Y el último recuerdo que me queda de aquél curso es que me enamoré por primera vez. Se llamaba Silvia, era una chica morena, media melena, delgada y con unos ojos enormes. Como buen cobardica, nunca me atreví a confesarle el secreto amor que me embargaba, contentándome con escribir su nombre en la casilla “novia” de mi carné de agente secreto y observarla a hurtadillas de cuando en cuando, no fuese que fuera a darse cuenta... En fin, mis amores secretos nunca han llegado a gran cosa.

----

_Instrucciones_
- a) ¿Puedes reproducir palabra por palabra el pasaje del recuerdo del primer amor que comienza con las palabras que contienen "Y el último" y termina con "a gran cosa."?
- b) ¿Puedes citar al pie de la letra los registros desde su comienzo hasta la línea que contiene "pixel 159 383", incluida esa línea?

----

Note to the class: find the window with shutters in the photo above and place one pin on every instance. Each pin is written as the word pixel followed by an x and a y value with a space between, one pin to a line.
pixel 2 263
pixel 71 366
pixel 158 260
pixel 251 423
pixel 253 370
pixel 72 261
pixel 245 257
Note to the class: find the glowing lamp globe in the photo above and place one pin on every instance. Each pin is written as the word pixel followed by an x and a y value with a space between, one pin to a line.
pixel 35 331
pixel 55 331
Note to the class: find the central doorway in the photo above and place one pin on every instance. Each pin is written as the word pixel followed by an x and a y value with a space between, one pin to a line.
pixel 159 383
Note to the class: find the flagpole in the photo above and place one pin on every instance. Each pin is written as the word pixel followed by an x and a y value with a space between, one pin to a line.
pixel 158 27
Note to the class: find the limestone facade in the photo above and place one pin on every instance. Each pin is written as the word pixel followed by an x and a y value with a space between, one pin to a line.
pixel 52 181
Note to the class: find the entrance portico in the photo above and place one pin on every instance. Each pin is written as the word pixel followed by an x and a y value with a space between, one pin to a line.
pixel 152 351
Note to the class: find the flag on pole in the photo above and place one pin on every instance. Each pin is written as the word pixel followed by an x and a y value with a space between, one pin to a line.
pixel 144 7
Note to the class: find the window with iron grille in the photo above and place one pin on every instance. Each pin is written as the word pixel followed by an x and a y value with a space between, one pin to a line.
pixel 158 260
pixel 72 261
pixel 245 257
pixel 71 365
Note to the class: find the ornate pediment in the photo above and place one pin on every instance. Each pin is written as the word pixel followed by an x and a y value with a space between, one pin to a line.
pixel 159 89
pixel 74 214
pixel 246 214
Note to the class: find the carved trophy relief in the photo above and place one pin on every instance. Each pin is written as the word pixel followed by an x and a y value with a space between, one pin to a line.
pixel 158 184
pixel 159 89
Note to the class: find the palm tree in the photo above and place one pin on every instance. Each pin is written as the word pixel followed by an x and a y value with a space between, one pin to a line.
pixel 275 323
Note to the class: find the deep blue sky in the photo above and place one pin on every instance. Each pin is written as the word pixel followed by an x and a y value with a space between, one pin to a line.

----

_Las respuestas_
- a)
Y el último recuerdo que me queda de aquél curso es que me enamoré por primera vez. Se llamaba Silvia, era una chica morena, media melena, delgada y con unos ojos enormes. Como buen cobardica, nunca me atreví a confesarle el secreto amor que me embargaba, contentándome con escribir su nombre en la casilla “novia” de mi carné de agente secreto y observarla a hurtadillas de cuando en cuando, no fuese que fuera a darse cuenta... En fin, mis amores secretos nunca han llegado a gran cosa.

- b)
Note to the class: find the window with shutters in the photo above and place one pin on every instance. Each pin is written as the word pixel followed by an x and a y value with a space between, one pin to a line.
pixel 2 263
pixel 71 366
pixel 158 260
pixel 251 423
pixel 253 370
pixel 72 261
pixel 245 257
Note to the class: find the glowing lamp globe in the photo above and place one pin on every instance. Each pin is written as the word pixel followed by an x and a y value with a space between, one pin to a line.
pixel 35 331
pixel 55 331
Note to the class: find the central doorway in the photo above and place one pin on every instance. Each pin is written as the word pixel followed by an x and a y value with a space between, one pin to a line.
pixel 159 383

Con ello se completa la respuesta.